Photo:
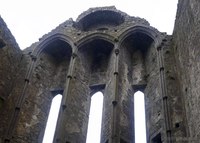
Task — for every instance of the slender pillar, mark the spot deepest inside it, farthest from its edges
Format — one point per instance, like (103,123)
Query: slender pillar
(59,133)
(115,137)
(15,115)
(167,122)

_Written instruction_
Reproduce every line of the material above verbatim, leaving out the pictures.

_Solution for this exercise_
Photo:
Task — for every instance of the slender pillar, mark the spot deepest inside it, farthest from its edges
Format — one point per instance, like (103,123)
Query: slender pillar
(59,133)
(115,137)
(15,115)
(167,122)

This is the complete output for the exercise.